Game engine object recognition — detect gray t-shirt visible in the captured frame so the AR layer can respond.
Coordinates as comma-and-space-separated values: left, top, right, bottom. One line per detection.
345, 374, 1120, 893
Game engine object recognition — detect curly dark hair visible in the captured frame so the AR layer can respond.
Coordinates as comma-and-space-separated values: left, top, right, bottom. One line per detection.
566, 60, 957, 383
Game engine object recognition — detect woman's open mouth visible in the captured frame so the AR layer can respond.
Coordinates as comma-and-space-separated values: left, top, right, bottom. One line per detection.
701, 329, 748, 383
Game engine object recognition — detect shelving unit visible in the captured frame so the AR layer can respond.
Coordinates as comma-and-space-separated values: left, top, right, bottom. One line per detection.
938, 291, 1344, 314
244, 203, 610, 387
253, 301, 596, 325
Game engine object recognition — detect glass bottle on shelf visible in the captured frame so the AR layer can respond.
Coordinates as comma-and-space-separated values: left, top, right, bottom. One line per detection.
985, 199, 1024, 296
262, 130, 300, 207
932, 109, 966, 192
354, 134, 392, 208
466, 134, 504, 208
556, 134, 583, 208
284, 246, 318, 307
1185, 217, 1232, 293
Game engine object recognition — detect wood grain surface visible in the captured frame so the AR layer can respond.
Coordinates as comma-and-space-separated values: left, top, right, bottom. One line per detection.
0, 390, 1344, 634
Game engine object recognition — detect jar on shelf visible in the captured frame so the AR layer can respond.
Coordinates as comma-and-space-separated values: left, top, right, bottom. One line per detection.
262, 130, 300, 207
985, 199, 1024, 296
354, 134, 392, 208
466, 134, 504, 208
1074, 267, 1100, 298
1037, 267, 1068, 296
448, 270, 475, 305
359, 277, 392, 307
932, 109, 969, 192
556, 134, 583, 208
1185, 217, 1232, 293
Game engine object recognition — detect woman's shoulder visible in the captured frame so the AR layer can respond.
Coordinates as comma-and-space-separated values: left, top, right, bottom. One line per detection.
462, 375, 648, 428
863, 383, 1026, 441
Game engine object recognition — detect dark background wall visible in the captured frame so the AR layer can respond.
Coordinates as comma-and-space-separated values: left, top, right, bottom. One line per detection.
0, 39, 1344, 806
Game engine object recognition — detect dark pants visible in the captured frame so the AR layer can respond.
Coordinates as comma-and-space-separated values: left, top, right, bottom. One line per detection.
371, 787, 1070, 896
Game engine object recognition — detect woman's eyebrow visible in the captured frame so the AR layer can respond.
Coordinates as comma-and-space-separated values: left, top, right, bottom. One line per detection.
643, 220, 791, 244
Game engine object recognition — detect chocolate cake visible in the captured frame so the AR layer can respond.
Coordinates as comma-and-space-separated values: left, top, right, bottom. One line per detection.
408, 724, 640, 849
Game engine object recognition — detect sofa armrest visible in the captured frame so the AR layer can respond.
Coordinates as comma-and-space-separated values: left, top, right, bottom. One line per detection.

**Task directions**
Pull every line of the records above and copy each one out word for word.

**Solution to this task**
Game engine object recognition — detect gray t-shirt visible in the captured frame so the AR layer can respond.
Coordinates as comma-and-space-separated values: left, top, right, bottom. One line per detection.
345, 374, 1120, 893
Game engine object recognition — detect curly dark hair visible in the captured frame so the AR layer can respond.
Coordinates as comma-and-space-separated values: left, top, right, bottom. One line per detection.
566, 60, 957, 383
Game engine object recognition — detect woman's open mouth visible in the captured frame so the AR layer can respond.
Coordinates as comma-and-space-separated values: left, top, right, bottom. One line per detection.
701, 329, 748, 383
Game engine object recognition — detect shelving unit visible in the captured frame so the AR layer can respond.
Coordinates as comma-and-space-separated values: left, top, right, bottom. One line per detection.
938, 291, 1344, 314
244, 203, 610, 387
253, 301, 596, 325
Game engine object recognition — detect glass bottle on shelf visible in the captured frame so the AR layer can respond.
Coordinates as comma-and-space-separated values: left, top, right, bottom. One line per detection.
985, 199, 1024, 296
262, 130, 300, 207
932, 109, 966, 192
354, 134, 392, 208
466, 134, 504, 208
556, 134, 583, 208
284, 246, 318, 307
1185, 217, 1232, 293
Game engine object recognition — detect wood grain surface visible in the captured frame so the AR layer can respond.
Coordinates as comma-and-space-separated values: left, top, right, bottom. One line per detection.
0, 390, 1344, 634
Game engine object recognition — detect jar on shelf visible in the captured frame so the AR layer can respond.
Coordinates as comma-and-space-separated values: left, top, right, bottom. One line per detection.
262, 130, 300, 207
985, 199, 1024, 296
354, 134, 392, 208
466, 134, 504, 208
1074, 267, 1100, 298
1037, 267, 1068, 296
448, 270, 475, 305
359, 277, 392, 307
932, 109, 969, 192
556, 134, 583, 208
1185, 217, 1232, 293
Game engine object recognition — detect woman's shoulder visible in the captured frame so the AR layer can respond.
Coordinates as comma-and-space-separated values: left, top, right, bottom. One line per detection.
462, 375, 648, 428
863, 383, 1026, 441
Game engine object recognition — detect dark background wall visible in the captured frame so the AR layer can respond.
Coordinates as comma-and-space-separated values: left, top, right, bottom. One line per detection.
0, 39, 1344, 806
Game engine object recognition — detect dark pants visible in the captured frame so the AR layer can respond.
Coordinates as comma-and-space-separated values: left, top, right, bottom. One line per detection.
371, 787, 1070, 896
Game engine object recognition — detect woman's eyebrow visible in the captured frame so the AR layer can respond.
Coordinates as comma-and-space-separated values: left, top, right, bottom. One line per detection.
643, 220, 791, 244
Game engine object recognition — detect chocolate cake visible in the captured frame so the AR layer can respond.
Coordinates as comma-and-space-separated values: left, top, right, bottom. One line per detection.
408, 724, 640, 849
Game engine object recognition — detect sofa armrest visible in the captured frame so the AR layer can respond.
Coordinates as comma-and-space-separated values: left, top, right, bottom. One line per detection.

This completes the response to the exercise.